(Object position labeling rows)
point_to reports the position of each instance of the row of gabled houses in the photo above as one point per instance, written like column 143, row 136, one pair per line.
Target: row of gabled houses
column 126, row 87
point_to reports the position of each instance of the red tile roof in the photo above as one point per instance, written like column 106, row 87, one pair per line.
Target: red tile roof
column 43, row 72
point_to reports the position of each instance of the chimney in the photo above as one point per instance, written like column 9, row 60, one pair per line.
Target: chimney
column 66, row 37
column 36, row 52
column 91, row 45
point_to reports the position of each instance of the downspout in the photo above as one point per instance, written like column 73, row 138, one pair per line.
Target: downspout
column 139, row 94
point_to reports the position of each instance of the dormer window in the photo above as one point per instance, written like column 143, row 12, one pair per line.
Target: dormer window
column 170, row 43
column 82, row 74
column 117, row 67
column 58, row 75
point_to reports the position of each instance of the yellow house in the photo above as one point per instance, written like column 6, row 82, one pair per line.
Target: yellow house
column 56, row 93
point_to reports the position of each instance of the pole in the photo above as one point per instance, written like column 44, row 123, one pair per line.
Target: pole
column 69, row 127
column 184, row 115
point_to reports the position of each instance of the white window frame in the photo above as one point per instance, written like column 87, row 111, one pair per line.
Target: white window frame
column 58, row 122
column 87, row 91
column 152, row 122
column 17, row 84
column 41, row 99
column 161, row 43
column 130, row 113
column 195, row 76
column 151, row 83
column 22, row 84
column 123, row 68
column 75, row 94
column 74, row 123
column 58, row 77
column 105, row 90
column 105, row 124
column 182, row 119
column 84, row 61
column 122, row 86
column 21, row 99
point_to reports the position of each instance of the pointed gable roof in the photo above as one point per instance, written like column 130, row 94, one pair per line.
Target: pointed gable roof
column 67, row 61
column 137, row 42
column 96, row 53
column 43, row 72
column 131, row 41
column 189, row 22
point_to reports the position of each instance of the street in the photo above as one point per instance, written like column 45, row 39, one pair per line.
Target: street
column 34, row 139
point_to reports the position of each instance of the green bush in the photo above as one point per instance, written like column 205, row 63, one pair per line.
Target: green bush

- Goal: Copy, without any change, the part of the rows above that opens with the line containing "point_to reports the position of each instance of the dormer" and closes with the line containing "column 58, row 75", including both of those lines.

- Finished answer:
point_to reports the position of each instance of the dormer window in the photo above as one point per instance, written like column 143, row 12, one pair per line.
Target: dormer window
column 170, row 43
column 82, row 74
column 117, row 67
column 58, row 75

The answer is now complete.